■ **The exercise**
Express the data in the stretch from the line containing "Where can the pedestrian" through the line containing "point(717, 527)" as a two-column CSV with the headers input_text and output_points. Put each text and its answer in a single quoted field, with line breaks turned into spaces.

■ **Data lines**
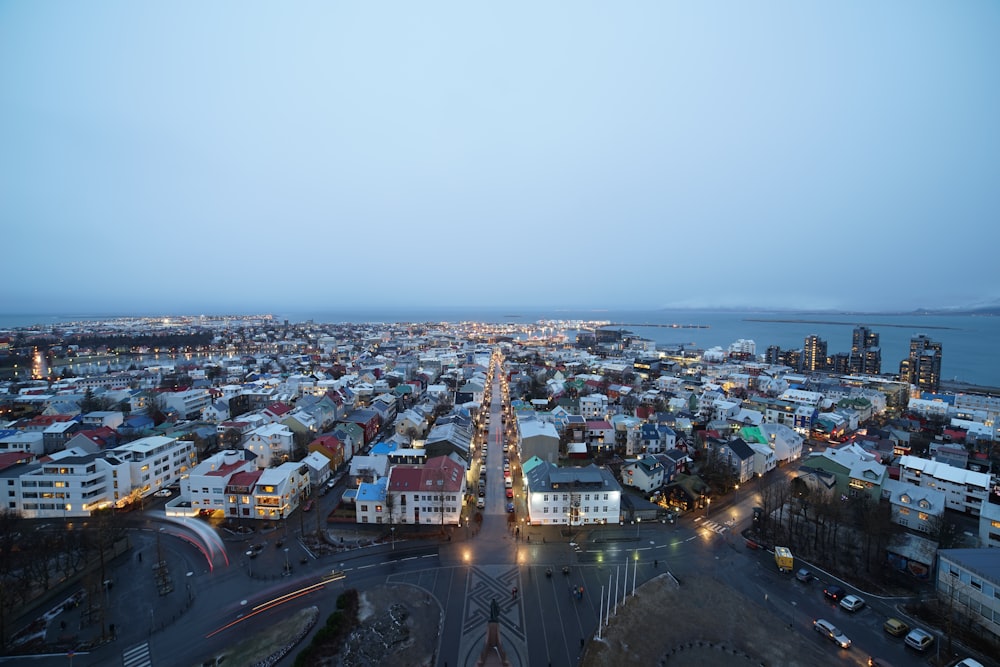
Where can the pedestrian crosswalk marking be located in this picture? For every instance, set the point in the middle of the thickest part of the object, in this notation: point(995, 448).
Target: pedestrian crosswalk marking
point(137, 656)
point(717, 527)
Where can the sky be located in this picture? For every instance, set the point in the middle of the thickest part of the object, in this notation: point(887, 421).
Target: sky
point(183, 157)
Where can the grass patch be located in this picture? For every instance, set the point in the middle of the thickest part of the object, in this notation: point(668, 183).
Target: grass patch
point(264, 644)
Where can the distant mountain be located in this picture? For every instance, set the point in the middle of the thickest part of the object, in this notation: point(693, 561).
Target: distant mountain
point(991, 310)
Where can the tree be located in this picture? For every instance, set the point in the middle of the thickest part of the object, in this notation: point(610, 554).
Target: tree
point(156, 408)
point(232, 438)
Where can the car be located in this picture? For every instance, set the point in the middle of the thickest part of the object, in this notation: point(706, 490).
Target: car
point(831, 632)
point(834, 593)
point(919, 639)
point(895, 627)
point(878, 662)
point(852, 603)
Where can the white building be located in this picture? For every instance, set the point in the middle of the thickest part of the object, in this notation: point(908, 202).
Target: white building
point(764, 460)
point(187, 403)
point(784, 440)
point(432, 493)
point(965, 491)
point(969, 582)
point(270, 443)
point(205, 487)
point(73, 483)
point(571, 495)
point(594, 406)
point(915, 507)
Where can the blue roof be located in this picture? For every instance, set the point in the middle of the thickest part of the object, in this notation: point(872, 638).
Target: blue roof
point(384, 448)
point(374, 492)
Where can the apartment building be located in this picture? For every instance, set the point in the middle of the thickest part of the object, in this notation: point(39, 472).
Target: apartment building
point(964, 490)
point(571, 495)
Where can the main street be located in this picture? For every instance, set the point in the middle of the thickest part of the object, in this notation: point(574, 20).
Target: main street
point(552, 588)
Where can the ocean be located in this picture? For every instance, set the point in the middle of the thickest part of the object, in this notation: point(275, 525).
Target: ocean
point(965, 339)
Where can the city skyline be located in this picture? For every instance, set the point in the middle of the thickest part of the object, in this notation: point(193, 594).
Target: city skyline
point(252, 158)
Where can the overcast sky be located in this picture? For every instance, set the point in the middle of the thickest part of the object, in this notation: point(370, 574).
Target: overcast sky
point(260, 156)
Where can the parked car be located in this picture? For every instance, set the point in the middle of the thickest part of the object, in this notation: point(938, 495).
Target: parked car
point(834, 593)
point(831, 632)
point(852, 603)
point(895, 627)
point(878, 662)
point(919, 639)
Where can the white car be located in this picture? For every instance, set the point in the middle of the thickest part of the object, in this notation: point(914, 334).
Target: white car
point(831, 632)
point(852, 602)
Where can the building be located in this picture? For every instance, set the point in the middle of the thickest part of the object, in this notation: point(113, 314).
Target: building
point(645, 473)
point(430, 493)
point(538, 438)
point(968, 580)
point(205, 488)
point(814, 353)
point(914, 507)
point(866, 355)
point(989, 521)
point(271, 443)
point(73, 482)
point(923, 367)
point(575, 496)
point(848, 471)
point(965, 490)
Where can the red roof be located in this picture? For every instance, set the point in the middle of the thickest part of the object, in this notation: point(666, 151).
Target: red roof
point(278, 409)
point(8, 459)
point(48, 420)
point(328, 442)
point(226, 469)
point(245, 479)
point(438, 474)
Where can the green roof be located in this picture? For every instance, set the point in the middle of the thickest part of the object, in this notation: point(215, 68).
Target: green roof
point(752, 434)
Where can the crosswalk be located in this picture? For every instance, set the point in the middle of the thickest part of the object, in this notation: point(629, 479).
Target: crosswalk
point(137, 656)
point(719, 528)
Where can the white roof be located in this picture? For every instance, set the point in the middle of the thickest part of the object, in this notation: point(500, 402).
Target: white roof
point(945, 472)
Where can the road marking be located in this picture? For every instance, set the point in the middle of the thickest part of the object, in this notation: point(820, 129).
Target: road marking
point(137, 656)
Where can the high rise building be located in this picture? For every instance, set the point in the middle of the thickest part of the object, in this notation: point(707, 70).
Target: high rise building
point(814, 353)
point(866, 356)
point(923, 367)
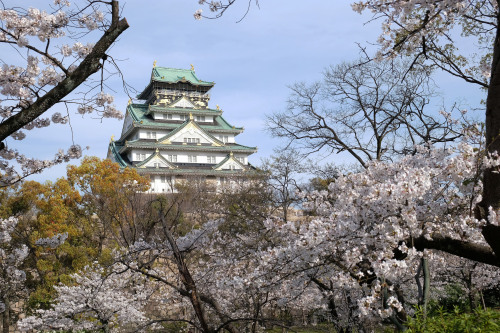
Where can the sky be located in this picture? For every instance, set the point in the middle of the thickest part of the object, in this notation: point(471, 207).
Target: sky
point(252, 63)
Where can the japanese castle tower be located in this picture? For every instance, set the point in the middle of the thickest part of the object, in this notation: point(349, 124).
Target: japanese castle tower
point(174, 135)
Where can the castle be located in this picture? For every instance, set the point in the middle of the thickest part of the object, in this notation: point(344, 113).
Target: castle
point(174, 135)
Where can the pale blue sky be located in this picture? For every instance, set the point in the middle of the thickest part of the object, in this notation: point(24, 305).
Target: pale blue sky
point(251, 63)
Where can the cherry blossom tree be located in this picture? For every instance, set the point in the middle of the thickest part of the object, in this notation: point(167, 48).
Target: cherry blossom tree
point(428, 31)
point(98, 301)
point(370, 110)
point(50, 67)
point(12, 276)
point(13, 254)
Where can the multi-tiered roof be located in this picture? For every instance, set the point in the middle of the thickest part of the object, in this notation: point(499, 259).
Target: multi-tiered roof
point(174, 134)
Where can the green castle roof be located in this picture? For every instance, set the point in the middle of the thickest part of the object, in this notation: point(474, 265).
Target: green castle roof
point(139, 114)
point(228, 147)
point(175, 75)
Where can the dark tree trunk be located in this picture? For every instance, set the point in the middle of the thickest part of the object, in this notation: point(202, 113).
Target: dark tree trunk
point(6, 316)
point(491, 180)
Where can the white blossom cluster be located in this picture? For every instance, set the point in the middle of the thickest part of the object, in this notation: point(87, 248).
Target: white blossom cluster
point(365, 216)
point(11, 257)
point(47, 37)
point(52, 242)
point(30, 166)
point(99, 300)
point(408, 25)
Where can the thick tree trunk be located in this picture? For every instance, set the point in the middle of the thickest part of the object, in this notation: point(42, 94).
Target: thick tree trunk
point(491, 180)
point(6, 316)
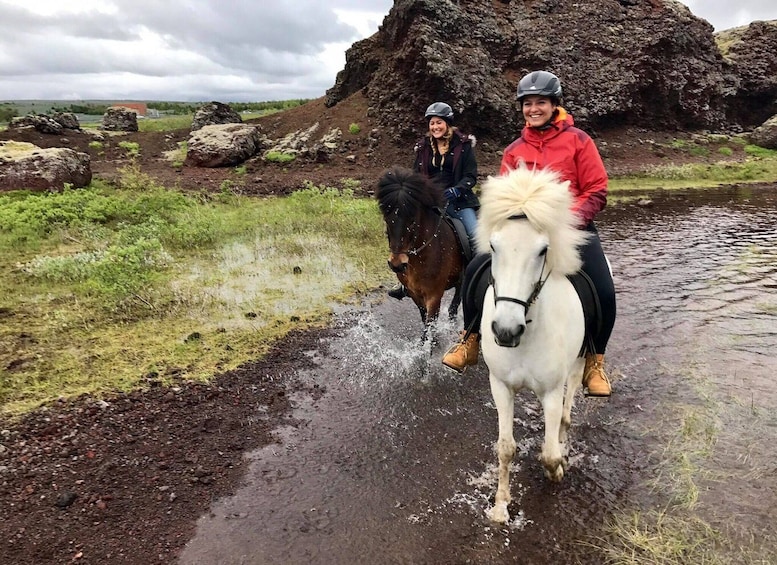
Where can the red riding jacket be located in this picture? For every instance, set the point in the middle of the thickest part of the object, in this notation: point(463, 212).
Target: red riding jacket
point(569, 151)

* * *

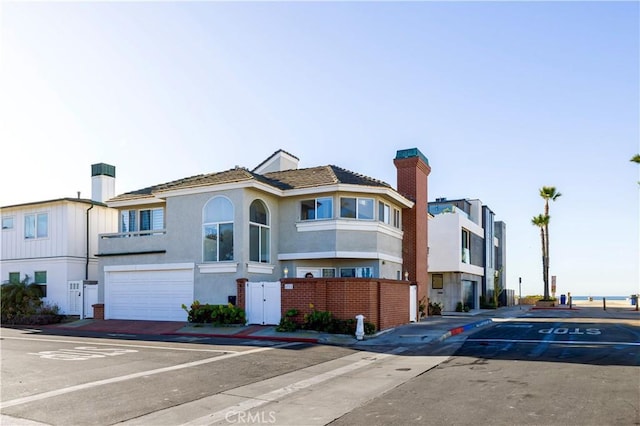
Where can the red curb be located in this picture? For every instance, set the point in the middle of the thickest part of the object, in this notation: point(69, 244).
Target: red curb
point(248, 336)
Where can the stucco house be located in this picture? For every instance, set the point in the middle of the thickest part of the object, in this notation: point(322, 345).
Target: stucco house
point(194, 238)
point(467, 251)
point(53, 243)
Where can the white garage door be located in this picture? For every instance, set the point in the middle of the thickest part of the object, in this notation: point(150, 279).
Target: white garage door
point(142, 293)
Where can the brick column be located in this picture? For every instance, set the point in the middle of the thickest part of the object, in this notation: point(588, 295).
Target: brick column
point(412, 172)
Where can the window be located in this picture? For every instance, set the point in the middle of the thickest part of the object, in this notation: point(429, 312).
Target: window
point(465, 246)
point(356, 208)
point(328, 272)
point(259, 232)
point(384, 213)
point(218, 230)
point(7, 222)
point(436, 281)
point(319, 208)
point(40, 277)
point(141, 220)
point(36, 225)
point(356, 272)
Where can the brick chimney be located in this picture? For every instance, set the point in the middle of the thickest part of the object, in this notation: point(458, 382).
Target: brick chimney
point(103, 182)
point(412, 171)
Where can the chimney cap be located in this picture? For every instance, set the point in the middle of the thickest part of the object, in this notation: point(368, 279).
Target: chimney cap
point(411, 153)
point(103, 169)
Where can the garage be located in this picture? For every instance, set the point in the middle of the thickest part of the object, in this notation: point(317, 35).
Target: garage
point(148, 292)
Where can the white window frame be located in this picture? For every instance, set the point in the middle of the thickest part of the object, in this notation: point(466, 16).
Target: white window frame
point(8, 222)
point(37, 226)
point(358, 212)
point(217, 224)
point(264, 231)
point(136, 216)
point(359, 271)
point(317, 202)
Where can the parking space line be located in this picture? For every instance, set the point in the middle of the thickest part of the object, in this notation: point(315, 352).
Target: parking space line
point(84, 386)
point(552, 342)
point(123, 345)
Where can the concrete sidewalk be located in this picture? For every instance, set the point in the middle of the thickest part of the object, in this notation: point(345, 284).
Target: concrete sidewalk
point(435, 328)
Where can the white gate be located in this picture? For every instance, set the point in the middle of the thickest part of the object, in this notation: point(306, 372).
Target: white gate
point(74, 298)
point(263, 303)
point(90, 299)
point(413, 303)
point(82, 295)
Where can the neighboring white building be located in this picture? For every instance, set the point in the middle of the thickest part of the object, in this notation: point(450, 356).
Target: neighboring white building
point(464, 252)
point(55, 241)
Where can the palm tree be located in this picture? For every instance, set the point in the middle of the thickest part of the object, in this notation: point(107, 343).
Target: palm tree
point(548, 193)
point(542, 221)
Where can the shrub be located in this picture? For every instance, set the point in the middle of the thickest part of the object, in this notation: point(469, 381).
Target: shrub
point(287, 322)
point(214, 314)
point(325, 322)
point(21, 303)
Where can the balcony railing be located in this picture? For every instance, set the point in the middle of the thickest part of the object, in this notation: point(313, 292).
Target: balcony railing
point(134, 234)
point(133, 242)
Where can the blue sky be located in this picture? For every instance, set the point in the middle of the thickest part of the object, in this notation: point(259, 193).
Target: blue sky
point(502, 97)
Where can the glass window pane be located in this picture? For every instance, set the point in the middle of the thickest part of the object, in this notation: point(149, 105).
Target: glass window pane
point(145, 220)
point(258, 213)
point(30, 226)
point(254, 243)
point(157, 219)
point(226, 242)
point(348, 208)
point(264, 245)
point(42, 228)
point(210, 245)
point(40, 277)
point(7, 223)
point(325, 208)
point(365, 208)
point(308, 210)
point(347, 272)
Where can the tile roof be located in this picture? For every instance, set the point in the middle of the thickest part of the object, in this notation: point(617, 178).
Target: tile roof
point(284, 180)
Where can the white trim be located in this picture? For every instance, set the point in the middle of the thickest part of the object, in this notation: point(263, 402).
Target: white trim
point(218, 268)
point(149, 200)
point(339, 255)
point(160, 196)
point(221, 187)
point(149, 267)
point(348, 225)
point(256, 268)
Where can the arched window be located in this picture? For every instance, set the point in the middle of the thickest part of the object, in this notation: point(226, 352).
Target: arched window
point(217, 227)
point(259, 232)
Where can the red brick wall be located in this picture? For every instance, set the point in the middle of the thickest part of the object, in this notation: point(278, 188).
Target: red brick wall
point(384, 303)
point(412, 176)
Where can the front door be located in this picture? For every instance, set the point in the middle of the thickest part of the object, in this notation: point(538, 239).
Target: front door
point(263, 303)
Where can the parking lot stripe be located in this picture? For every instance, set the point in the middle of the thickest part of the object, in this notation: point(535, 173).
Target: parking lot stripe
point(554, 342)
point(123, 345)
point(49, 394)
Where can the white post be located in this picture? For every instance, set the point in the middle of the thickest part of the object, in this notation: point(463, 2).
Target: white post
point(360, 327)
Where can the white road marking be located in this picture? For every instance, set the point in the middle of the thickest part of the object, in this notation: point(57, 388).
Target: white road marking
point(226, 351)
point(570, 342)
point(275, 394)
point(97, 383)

* * *

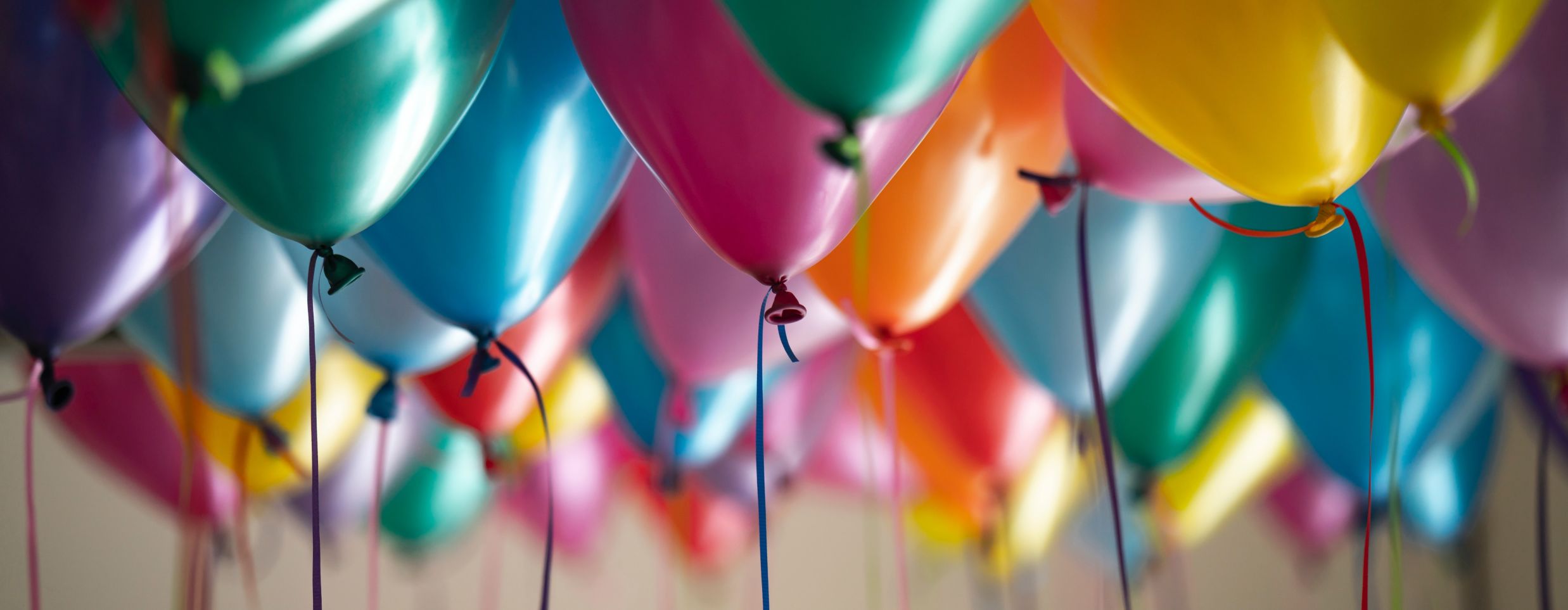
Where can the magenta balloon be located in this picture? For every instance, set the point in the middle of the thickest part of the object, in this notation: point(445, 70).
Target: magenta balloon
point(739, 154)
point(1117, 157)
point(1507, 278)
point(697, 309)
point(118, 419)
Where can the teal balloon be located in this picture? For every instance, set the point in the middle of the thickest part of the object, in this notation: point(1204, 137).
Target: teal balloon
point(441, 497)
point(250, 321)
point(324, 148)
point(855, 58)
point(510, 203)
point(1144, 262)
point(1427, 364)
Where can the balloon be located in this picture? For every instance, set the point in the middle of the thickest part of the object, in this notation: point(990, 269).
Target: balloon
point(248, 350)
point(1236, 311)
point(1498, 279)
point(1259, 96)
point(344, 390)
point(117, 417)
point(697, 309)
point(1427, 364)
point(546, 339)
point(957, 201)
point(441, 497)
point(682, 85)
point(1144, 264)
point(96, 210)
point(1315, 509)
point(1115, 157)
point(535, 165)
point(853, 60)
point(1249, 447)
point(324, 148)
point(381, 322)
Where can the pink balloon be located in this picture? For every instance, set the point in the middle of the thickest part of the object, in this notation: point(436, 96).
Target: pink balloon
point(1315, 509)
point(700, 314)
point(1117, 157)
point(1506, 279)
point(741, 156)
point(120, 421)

■ **Task result**
input_text,output_points
"Where can the pedestrian crosswalk marking be located in this picture? For every instance, set the point in the middle of the thickest part of the object, in this notation: point(995, 448). Target: pedestrian crosswalk marking","point(137, 656) point(717, 527)"